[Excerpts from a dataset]
***

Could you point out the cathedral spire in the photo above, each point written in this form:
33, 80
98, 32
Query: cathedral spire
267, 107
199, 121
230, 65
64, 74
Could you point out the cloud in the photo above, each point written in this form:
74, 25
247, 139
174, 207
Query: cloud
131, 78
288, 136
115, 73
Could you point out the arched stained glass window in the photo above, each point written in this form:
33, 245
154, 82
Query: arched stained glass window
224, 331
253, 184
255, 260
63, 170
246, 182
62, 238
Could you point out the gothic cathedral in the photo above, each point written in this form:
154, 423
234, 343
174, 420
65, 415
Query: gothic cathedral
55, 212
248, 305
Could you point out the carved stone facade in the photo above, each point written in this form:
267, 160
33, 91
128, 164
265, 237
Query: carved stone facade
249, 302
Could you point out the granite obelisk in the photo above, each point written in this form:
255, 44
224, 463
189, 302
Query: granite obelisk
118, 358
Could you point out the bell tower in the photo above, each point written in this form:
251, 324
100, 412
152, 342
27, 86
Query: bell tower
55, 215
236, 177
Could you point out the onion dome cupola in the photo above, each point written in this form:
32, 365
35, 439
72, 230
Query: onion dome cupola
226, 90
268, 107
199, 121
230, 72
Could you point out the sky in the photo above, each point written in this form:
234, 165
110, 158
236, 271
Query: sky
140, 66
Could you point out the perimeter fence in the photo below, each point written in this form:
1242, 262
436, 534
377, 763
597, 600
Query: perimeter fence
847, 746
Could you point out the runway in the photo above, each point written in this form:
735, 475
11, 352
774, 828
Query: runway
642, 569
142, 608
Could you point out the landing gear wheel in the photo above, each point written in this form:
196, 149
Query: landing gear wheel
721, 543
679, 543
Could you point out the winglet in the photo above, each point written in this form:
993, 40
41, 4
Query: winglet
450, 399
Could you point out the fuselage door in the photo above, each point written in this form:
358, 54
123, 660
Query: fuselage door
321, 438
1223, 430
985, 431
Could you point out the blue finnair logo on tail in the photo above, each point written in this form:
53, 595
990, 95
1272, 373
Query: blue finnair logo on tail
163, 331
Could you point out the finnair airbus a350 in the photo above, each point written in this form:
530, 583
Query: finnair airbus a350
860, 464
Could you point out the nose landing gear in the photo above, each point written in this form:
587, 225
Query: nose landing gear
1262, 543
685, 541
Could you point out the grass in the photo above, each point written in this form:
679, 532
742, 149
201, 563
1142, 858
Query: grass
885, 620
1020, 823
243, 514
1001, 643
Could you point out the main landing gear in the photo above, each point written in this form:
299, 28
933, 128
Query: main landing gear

***

What to produce:
Your answer must be every line from the entries that contains the string "main", copied as it stands.

Your response:
Could you point out the main landing gear in the photo above, each point written in this form:
Query: main landing gear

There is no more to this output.